# Tasks
[a] List every proper place name that appears in the piece on the Blue Swallowtail butterfly.
[b] Using the piece on the Blue Swallowtail butterfly, answer these questions:
(i) What trees are the butterfly's main food supply?
(ii) Where is the nearest thing to the butterfly found?
(iii) What level of humidity does the butterfly need to mature?
[c] Carry on the piece about the Blue Swallowtail butterfly, picking up after its final sentence.

# Document section
BEGIN
The Blue Swallowtail

The time for these excesses is now clearly over, no matter what the development experts say. If my children won't be able to visit Savanna-la-Mar or Falmouth when they are my age, I promise that my ghost, if I can manage one, will come back to bedevil those of the guilty who are still alive.

All the information available to me, and I presume to the scientists and other experts employed by the Government, suggest that much of our so-called development is greed-driven and totally unsustainable.

If Mr Parris Lyew Ayee believes that he can relocate the flora and fauna of the Cockpit Country I would ask him to give us an explanation of how he would deal with just one species - the beautiful Blue Swallowtail butterfly.

The Blue Swallowtail is a seriously endangered species. It is one of the world's largest butterflies and is the largest butterfly in the western hemisphere. The nearest thing to it is in New Guinea. They are big enough to cover most of the palm of a normal hand. Once upon a time, the Blue Swallowtail was fairly common in parts of the Blue and John Crow mountains.

One of its favourite hangouts was near Roselle Falls on the St Thomas road, but it has almost completely disappeared from this area because of construction work there and the chopping down of the lancewood trees which are its main food supply. It now exists in significant numbers only in the Cockpit Country. This beautiful animal requires 100 per cent humidity to mature and will die if it is any drier.
END
# Data excerpts
BEGIN
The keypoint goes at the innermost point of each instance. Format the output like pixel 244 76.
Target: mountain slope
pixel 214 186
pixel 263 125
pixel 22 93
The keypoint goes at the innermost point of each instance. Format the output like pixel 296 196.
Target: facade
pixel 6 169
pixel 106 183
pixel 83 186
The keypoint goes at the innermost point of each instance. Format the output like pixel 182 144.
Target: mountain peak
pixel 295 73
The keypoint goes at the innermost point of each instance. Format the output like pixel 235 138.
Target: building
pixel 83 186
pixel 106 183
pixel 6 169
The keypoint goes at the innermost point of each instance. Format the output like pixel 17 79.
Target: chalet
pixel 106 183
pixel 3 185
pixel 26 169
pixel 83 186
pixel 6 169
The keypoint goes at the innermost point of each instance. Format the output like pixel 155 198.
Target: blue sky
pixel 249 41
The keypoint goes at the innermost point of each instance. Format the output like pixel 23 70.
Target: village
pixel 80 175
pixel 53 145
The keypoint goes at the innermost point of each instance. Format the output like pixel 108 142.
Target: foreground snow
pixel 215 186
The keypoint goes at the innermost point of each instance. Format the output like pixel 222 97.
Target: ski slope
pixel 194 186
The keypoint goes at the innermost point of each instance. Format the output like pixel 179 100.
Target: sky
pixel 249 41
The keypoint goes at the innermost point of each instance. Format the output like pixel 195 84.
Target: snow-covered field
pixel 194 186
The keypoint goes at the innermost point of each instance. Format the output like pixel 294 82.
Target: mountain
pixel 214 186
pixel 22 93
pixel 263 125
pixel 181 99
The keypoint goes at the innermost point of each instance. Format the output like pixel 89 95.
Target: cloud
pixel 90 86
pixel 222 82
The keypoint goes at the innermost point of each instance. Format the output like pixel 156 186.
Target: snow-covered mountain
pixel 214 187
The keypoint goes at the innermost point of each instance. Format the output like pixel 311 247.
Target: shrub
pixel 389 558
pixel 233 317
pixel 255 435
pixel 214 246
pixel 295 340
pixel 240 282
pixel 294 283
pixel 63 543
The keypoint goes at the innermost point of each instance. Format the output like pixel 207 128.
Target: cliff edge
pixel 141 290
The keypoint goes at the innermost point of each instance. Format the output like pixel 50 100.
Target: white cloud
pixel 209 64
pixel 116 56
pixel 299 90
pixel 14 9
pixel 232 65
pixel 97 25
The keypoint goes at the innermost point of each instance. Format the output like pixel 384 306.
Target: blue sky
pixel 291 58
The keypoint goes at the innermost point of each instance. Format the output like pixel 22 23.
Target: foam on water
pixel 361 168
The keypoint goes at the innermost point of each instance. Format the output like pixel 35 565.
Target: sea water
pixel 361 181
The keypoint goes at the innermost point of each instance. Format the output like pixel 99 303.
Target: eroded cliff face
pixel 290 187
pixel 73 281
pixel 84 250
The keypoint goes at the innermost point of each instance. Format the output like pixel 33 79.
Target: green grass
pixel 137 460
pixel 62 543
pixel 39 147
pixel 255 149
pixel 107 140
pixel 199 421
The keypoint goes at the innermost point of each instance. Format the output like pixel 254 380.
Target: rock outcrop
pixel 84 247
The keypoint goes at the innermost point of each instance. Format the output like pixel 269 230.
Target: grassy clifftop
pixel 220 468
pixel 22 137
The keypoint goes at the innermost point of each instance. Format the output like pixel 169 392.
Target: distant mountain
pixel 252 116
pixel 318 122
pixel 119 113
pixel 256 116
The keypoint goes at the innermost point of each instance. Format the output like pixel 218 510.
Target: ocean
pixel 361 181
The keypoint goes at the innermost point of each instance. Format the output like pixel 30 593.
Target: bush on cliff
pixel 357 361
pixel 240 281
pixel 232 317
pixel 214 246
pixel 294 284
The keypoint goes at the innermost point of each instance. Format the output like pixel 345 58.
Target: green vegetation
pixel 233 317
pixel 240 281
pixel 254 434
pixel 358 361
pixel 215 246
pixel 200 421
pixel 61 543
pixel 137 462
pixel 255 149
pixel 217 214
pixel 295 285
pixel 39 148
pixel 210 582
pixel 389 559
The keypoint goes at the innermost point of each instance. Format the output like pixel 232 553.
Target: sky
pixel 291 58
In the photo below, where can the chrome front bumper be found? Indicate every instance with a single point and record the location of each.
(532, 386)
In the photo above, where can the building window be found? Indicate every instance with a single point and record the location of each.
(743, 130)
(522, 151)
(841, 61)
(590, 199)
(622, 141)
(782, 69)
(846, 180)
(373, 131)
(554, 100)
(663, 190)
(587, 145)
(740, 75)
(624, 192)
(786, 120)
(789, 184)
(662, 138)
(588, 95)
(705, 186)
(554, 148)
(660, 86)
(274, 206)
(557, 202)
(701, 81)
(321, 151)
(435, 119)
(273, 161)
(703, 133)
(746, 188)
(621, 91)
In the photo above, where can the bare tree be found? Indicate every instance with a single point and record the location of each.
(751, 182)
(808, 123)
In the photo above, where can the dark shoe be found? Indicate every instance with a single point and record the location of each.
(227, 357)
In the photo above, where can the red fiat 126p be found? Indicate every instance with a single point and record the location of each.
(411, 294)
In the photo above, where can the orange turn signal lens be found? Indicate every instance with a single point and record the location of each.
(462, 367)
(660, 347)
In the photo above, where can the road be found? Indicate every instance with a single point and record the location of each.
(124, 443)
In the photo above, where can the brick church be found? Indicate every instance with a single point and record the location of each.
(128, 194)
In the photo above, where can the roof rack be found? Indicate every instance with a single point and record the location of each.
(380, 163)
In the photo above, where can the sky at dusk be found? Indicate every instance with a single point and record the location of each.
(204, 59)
END
# Exercise results
[a]
Savanna-la-Mar
Falmouth
Cockpit Country
New Guinea
Blue and John Crow mountains
Roselle Falls
St Thomas (road)

[b]
(i) Lancewood trees.
(ii) New Guinea.
(iii) 100 per cent humidity.

[c]
Jamaica is a very special place for all sorts of pants and animals. In the Cockpit Country, which is the most special part of a special island, there are also large numbers of species which are found nowhere else. There are more varieties of snails in the Land of Look Behind than in the entire North American continent. The village of Auchtembeddie alone boasts more than 60 species.

The website cockpitcountry.com speaks, for instance, of fireflies or peenies and peeny-wallies as we know them
"Lampyrid fireflies (and Elateridae click beetles, known locally as peeny wallies and headlight beetles) have been a subject of both scientific and popular fascination. The first species of Jamaican fireflies to be mentioned in the literature were described by Patrick Browne in 1756.. at present 48 species are recognised taxonomically; 45 are endemic to Jamaica (94 per cent endemism). During the dry summer months, the hillsides of the Cockpit Country glow with the mate-attracting light dances of males.. [one of these fireflies] - Microdiphot cavernarum is known only from Windsor Great Cave (McDermott and Buck 1959). It is not known how many species of firefly occur in the Cockpit Country because little scientific collecting has been undertaken."

This fact alone should indicate how precious the Cockpit Country is and why we should preserve it in as pristine a state as possible. When I was a teenager I occasionally saw whole fields of 'blinkies' flashing in synch. One of the researchers at the Windosr research centre has also seen this fantastic display. I had thought we had lost it forever.

There is much too much to tell you about here; go to the website and find out more. You will be amazed at how rich the Cockpit Country is and why it is so important.

We have lost important treasures over the years, places like Roaring River Falls, acres of cataracts now tamed for a minuscule hydropower plant, we have lost two phosphorescent lakes, one called the Flashes at Hellshire and more recently, Glistening Waters in Falmouth, largely destroyed by the dredging of the wetlands and the building of a hotel.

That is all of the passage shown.